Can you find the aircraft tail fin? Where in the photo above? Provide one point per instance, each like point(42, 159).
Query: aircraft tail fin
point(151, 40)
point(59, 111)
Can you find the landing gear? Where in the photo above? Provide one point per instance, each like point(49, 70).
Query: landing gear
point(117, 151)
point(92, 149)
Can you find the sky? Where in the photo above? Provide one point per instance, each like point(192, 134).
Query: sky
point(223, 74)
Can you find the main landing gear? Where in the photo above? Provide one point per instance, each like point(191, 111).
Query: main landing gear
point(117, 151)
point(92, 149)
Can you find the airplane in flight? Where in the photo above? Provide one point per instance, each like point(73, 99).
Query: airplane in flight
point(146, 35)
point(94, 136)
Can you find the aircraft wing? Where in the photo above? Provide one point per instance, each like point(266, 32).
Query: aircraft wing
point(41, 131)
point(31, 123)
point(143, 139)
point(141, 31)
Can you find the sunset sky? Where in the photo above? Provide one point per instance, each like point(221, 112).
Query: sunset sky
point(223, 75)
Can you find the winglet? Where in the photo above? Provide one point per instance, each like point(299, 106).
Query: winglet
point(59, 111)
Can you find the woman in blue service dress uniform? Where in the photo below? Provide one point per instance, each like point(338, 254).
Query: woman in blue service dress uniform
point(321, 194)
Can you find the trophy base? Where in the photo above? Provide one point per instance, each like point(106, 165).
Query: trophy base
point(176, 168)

.....

__How to complete this task__. What you copy should begin at the line with "Query: woman in blue service dress uniform" and end at the final line of the listing, each line exactly as it is.

__Result of the task__.
Query: woman in blue service dress uniform
point(321, 194)
Can you find the trophy base? Where in the photo above? Provide one point per instance, each like point(106, 165).
Query: trophy base
point(176, 168)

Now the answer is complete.